* START Excerpt to read *

# Pose Detection from Youtube Instructional video with VIBE

This notebook uses the open-source project [/mkocabas/VIBE](https://github.com/mkocabas/VIBE) to detect person shape and pose from instructional videos from Youtube.

It is inspired from [/tugstugi/dl-colab-notebooks](https://github.com/tugstugi/dl-colab-notebooks/blob/master/notebooks/OpenPose.ipynb) and makes use of  [youtube-dl program](https://github.com/ytdl-org/youtube-dl) to load and extract frames from Youtube videos.


## Install Vibe

In [None]:
# Clone the repo
!git clone https://github.com/mkocabas/VIBE.git

%cd VIBE/

# Install the other requirements
!pip install torch==1.4.0 numpy==1.17.5
!pip install git+https://github.com/giacaglia/pytube.git --upgrade
!pip install -r requirements.txt

# Download pretrained weights and SMPL data
!source scripts/prepare_data.sh

# Load Video

In [None]:
from IPython.display import YouTubeVideo
YOUTUBE_ID = 'Ae3AkGYpWsM'  # 00:17 
YouTubeVideo(YOUTUBE_ID)

In [None]:
# install python dependencies
!pip install -q youtube-dl

!rm -rf youtube.mp4

# download the youtube with the given ID
!youtube-dl -f 'bestvideo[ext=mp4]' --output "youtube.%(ext)s" https://www.youtube.com/watch?v=$YOUTUBE_ID

# cut the first 7 seconds, starting from the second 36
!ffmpeg -y -loglevel info -i youtube.mp4 -ss 00:00:36 -t 7 video.mp4

# Apply VIBE

To apply VIBE, we run the [VIBE/demo.py](https://github.com/mkocabas/VIBE/blob/master/demo.py) with the default **bbox** tracking method and **Yolo** detector as it gives a good tradeoff between speed and accuracy.

* END Excerpt to read *

Given task: Reproduce a passage from the VIBE pose detection notebook word for word, beginning at the words "# cut the first" and stopping after "speed and accuracy.". The lines after this point are not needed.

* START Stored rows *

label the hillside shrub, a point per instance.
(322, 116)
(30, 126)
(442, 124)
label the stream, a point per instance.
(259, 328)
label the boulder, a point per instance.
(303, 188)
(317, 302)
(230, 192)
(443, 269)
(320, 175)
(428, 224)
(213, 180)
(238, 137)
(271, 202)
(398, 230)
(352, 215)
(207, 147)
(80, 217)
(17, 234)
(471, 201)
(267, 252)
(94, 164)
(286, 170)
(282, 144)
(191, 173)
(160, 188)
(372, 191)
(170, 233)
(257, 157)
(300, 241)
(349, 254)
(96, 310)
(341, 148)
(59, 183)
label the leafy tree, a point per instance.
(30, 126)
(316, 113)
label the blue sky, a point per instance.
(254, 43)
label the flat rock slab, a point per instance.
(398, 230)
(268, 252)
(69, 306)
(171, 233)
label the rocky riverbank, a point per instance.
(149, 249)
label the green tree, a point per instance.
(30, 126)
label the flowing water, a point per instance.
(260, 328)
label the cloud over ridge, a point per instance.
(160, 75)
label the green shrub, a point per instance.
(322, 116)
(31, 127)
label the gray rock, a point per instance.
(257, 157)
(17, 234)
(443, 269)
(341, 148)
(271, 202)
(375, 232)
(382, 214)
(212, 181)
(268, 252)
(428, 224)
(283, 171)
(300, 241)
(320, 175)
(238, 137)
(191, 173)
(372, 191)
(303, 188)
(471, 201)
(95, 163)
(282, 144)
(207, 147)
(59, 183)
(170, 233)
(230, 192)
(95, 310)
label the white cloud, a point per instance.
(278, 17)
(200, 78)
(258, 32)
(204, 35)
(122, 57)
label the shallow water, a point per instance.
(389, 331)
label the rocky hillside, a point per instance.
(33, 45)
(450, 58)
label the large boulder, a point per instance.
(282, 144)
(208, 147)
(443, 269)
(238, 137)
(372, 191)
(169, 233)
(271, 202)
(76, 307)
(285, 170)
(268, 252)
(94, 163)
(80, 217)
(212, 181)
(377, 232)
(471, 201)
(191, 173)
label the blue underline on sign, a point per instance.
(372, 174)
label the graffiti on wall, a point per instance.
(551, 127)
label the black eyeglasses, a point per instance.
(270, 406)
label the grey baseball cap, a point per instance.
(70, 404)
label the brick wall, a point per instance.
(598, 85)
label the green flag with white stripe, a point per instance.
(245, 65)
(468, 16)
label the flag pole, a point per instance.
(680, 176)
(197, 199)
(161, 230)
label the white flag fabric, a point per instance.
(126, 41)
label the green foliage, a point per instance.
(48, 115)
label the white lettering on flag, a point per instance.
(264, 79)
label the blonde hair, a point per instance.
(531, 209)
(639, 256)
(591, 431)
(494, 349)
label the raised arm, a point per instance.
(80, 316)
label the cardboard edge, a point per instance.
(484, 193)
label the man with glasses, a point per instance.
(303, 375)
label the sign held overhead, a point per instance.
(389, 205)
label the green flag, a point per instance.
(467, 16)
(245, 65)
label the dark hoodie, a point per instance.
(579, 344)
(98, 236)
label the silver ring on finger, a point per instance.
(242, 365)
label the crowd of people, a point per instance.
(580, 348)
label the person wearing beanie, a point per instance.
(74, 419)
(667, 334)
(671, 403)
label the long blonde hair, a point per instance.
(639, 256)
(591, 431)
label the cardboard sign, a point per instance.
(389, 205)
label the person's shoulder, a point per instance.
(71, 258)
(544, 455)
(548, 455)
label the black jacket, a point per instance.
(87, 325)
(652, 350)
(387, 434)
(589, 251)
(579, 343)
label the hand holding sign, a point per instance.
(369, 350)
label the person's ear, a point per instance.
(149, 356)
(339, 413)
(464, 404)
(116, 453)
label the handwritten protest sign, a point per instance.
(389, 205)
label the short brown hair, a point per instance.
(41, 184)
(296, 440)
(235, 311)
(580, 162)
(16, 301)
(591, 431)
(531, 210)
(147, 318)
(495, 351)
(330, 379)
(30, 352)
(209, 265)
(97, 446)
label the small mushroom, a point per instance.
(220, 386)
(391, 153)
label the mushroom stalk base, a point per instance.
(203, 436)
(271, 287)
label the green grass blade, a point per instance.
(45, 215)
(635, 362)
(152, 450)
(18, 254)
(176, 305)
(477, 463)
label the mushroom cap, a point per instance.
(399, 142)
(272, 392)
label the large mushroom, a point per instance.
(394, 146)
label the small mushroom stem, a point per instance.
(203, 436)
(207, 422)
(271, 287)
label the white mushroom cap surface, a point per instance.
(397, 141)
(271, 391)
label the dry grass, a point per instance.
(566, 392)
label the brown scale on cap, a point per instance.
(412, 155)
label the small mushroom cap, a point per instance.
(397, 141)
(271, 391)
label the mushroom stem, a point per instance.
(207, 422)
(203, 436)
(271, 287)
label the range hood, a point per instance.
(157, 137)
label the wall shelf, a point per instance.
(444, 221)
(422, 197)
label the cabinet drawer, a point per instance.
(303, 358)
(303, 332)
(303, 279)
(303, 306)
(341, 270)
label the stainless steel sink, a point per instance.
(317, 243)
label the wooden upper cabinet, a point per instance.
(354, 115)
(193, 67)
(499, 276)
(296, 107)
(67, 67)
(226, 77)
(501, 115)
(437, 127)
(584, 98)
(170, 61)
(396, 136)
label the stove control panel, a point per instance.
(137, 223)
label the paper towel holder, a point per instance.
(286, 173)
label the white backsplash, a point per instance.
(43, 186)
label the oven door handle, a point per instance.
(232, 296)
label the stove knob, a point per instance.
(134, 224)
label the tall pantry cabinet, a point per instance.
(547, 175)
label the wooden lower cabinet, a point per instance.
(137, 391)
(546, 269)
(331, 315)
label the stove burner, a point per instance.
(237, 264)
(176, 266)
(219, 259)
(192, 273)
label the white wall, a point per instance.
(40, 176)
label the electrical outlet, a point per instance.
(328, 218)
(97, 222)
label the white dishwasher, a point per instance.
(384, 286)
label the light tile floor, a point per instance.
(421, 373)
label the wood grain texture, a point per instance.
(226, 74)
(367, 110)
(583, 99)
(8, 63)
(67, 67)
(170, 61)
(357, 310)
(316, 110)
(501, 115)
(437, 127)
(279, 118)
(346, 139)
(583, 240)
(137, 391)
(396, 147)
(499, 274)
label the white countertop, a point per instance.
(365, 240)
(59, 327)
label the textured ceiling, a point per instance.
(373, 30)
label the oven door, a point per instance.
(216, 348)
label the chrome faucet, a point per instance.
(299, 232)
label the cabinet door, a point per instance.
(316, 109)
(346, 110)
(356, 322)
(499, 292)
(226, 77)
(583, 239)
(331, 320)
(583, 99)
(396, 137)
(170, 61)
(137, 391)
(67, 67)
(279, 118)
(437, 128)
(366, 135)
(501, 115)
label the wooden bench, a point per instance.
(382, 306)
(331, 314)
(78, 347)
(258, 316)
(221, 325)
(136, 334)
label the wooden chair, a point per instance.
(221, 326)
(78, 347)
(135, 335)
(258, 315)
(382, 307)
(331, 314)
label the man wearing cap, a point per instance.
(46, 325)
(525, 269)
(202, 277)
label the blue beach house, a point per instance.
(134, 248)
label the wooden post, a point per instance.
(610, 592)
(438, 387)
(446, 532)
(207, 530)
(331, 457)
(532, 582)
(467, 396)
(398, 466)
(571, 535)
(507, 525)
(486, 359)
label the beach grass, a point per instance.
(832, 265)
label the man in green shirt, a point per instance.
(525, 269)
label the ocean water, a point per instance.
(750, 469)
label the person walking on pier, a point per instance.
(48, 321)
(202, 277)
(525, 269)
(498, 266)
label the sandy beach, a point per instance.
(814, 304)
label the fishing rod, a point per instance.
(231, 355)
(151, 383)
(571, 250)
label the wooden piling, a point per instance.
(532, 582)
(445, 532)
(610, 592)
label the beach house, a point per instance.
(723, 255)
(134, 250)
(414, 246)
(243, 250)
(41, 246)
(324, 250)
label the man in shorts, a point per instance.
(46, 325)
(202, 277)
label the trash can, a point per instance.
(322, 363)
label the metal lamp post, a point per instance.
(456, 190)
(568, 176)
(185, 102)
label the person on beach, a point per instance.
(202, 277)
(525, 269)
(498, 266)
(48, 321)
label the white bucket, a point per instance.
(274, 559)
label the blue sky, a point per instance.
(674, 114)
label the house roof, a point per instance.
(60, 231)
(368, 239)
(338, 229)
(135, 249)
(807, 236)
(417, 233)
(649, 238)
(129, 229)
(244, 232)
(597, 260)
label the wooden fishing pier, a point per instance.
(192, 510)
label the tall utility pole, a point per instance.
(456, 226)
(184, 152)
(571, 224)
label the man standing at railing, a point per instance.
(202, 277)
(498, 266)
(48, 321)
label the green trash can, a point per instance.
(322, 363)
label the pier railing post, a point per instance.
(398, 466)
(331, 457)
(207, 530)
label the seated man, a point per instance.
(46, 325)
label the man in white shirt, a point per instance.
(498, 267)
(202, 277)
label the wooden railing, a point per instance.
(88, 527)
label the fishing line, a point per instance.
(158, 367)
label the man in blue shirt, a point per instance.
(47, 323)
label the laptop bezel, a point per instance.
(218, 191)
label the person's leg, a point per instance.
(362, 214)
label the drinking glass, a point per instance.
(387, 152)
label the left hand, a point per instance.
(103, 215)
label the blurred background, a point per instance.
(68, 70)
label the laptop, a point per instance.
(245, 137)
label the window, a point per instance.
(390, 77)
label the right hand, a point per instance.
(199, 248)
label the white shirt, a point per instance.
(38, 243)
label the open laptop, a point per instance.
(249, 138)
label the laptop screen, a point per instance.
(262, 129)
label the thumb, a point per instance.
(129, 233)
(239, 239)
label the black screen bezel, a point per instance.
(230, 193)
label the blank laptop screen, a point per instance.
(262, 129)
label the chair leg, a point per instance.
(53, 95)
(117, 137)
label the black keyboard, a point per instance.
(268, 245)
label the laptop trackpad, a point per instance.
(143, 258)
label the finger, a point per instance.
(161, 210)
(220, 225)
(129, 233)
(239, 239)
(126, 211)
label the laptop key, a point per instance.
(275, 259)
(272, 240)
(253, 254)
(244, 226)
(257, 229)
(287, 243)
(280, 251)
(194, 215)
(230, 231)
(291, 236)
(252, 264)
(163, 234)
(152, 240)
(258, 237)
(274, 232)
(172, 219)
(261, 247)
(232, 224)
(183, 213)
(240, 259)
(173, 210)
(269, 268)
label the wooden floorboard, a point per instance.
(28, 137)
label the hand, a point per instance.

* END Stored rows *

Task solution:
# cut the first 7 seconds, starting from the second 36
!ffmpeg -y -loglevel info -i youtube.mp4 -ss 00:00:36 -t 7 video.mp4

# Apply VIBE

To apply VIBE, we run the [VIBE/demo.py](https://github.com/mkocabas/VIBE/blob/master/demo.py) with the default **bbox** tracking method and **Yolo** detector as it gives a good tradeoff between speed and accuracy.